Что нужно сделать
1. Ответьте на вопросы по отрывку о Кутоне:
(a) На какой улице Кутон жил сперва?
(b) Какой номер имел в 1794 году дом, где обосновался Кутон, и какой номер у него ныне?
(c) Через сколько лет после смерти Кутона среди революционных документов нашли письменный рассказ провинциала?
2. Допишите отрывок о Кутоне, начав сразу после его последнего предложения.

Сперва он жил на улице Сент-Онорэ. «Эта квартира, — писал он в октябре 1791 года, — мне очень удобна, так как она находится в двух шагах от Святилища (то есть Конвента) и я могу ходить туда на своих костылях пешком». Но вскоре ноги совсем отказались служить ему, да переменилось, кроме того, и его местожительство: он жил то в Пасси, то возле Пон-Неф. В 1794 году он наконец обосновался опять на улице Сент-Онорэ, в доме 336 (ныне 398), в котором жил и Робеспьер. И долго предполагали, что из всех этих мест Кутон заставлял себя носить в Конвент. Но как, на чем? В плетушке? На спине солдата? Вопросы эти оставались без ответа целых сто лет, говорит Ленотр, — и делает отступление, чтобы нарисовать эту свирепую гадину в домашнем быту, пользуясь одним письменным рассказом, найденным среди революционных документов спустя двадцать лет после смерти Кутона. Это рассказ одного провинциала, приехавшего в Париж с целью оправдать перед Конвентом своих земляков, революционных судей, заподозренных, по доносу, «в снисходительности». Провинциалу посоветовали обратиться к самому Кутону, и одна дама, знакомая г-жи Кутон, устроила ему это свидание, «при одном воспоминании о котором он вздрагивал потом всю жизнь».

Сохранённые строки
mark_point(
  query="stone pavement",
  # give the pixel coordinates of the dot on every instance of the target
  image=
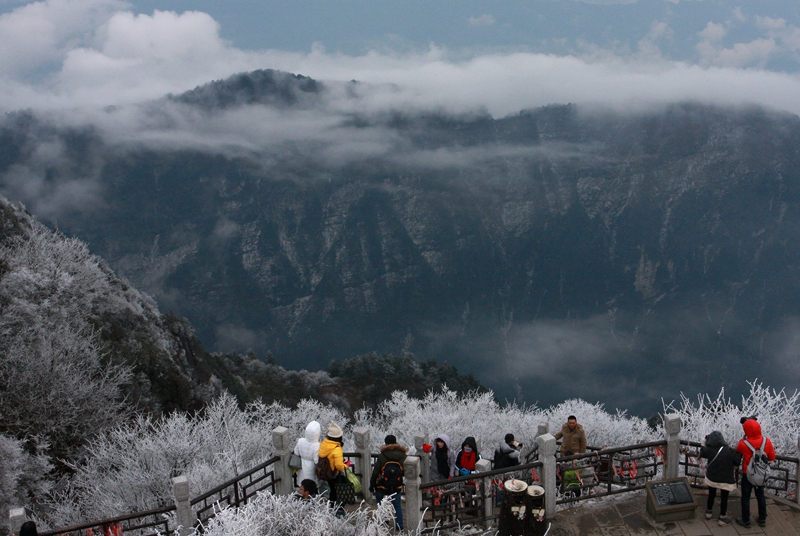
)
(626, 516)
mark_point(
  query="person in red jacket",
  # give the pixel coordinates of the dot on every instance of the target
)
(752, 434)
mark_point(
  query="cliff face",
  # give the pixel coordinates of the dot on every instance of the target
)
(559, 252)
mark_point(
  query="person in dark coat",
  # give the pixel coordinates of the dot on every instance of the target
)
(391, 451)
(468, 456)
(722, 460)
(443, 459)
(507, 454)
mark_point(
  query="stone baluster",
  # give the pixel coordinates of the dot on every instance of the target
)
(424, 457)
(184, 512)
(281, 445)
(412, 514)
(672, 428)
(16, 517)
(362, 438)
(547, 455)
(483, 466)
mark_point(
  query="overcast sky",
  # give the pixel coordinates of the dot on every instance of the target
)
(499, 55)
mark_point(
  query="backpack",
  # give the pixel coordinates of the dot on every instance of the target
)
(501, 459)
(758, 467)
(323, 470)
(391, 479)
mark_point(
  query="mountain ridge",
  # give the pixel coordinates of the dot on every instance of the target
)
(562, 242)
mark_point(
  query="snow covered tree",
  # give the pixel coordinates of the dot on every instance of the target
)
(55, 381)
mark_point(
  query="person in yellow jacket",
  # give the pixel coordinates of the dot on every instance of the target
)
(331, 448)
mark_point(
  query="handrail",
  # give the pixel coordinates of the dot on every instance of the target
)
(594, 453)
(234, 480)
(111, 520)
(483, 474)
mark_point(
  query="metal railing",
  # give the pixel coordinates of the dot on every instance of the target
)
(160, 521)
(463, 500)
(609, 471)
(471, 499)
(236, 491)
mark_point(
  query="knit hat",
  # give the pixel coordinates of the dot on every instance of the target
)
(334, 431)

==

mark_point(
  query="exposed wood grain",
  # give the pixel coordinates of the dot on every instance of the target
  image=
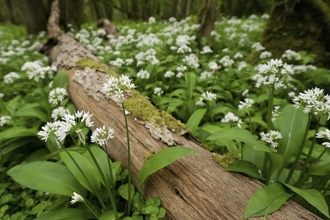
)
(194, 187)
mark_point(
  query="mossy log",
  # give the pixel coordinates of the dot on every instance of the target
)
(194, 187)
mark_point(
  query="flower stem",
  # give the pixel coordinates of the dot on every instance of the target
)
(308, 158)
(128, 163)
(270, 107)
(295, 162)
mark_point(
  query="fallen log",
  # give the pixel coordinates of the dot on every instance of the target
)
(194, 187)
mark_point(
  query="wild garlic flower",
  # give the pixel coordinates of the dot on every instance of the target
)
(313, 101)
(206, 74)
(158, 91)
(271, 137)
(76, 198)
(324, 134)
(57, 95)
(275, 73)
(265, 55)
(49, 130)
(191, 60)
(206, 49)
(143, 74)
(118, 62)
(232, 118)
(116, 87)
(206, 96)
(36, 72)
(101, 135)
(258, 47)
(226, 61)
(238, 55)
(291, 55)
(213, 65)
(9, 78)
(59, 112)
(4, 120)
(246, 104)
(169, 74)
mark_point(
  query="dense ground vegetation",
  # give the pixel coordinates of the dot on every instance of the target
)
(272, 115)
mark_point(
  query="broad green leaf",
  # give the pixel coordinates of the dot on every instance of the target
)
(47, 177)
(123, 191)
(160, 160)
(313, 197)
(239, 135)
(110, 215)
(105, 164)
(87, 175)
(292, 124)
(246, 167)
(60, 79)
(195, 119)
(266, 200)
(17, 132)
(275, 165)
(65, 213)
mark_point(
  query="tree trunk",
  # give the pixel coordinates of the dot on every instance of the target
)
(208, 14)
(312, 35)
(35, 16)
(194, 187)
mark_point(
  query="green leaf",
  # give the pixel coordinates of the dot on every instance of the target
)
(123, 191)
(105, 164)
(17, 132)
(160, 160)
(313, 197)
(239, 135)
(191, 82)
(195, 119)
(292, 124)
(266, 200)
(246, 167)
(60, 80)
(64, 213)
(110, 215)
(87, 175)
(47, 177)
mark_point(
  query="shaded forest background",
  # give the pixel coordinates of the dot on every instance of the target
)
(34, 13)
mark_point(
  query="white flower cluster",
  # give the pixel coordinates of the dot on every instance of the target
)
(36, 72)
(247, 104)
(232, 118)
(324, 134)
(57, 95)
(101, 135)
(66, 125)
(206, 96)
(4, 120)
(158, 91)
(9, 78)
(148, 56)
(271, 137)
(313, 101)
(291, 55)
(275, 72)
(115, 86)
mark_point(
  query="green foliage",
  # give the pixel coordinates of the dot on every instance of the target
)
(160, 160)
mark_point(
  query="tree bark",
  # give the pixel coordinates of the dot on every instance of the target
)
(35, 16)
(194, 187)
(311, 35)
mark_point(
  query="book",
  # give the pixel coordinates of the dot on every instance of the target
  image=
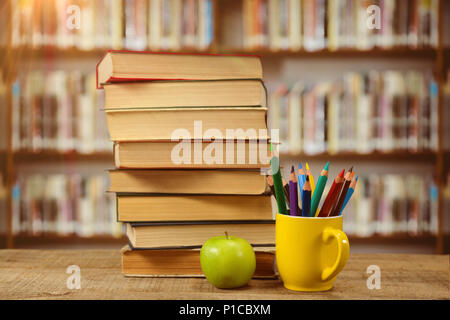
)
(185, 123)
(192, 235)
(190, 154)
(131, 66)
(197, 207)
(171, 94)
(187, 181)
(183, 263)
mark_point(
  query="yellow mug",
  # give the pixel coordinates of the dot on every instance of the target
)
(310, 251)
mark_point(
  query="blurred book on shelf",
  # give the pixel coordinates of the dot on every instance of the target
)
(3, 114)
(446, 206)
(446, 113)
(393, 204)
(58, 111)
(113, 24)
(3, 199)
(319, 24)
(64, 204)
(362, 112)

Ответы на задания
1.
(a) На улице Сент-Онорэ.
(b) Номер 336, ныне 398.
(c) Спустя двадцать лет.

2.
— Когда мы явились к Кутону, — рассказывает провинциал, — я, к своему удивлению, увидал господина с добрым лицом и довольно вежливого в обращении. Он занимал прекрасную квартиру, обстановка которой отличалась большой изысканностью. Он, в белом халате, сидел в кресле и кормил люцерном кролика, примостившегося на его руке, а его трехлетний мальчик, хорошенький, как амур, нежно гладил этого кролика. — «Чем могу быть полезен? — спросил меня Кутон. — Человек, которого рекомендует моя супруга, имеет право на мое внимание». И вот я, подкупленный этой идиллией, пустился описывать тяжкое положение моих земляков, а затем, все более ободряемый его ласковым вниманием, сказал уже с полным простодушием: «Господин Кутон, вы, человек всемогущий в Комитете Общественного Спасения, ужели вы не знаете, что революционный трибунал ежедневно выносит смертные приговоры людям, совершенно ни в чем не повинным? Вот, например, нынче будут казнены шестьдесят три человека: за что?» И, Боже мой, что произошло тотчас же после моих слов! Лицо Кутона зверски исказилось, кролик полетел с его руки кувырком, ребенок с ревом кинулся к матери, а сам Кутон — к шнурку звонка, висевшего над его креслом. Еще минута — и я был бы схвачен теми шестью «агентами охраны», которые постоянно находились при квартире Кутона, но, по счастью, особа, приведшая меня, успела удержать руку Кутона, а меня вытолкать за дверь, и я в тот же день бежал из Парижа…
Вот каков, говорит Ленотр, был Кутон в свои добрые минуты. А в Конвент он ездил, как открылось это только недавно, на самокате. В июле 1899 года в Карнавалэ явилась молодая женщина. Она заявила хранителю музея, что она правнучка Кутона и жертвует музею то самое кресло, на котором Кутон собственноручно катал себя в Конвент. И через неделю после этого кресло было доставлено в Карнавалэ, было распаковано — «и снова увидало парижское солнце, то же самое термидорское солнце, которое не грело его старого дерева сто пять лет». Оно обито бархатом лимонного цвета и движется при посредстве рукояток и цепи, соединенной с колесами.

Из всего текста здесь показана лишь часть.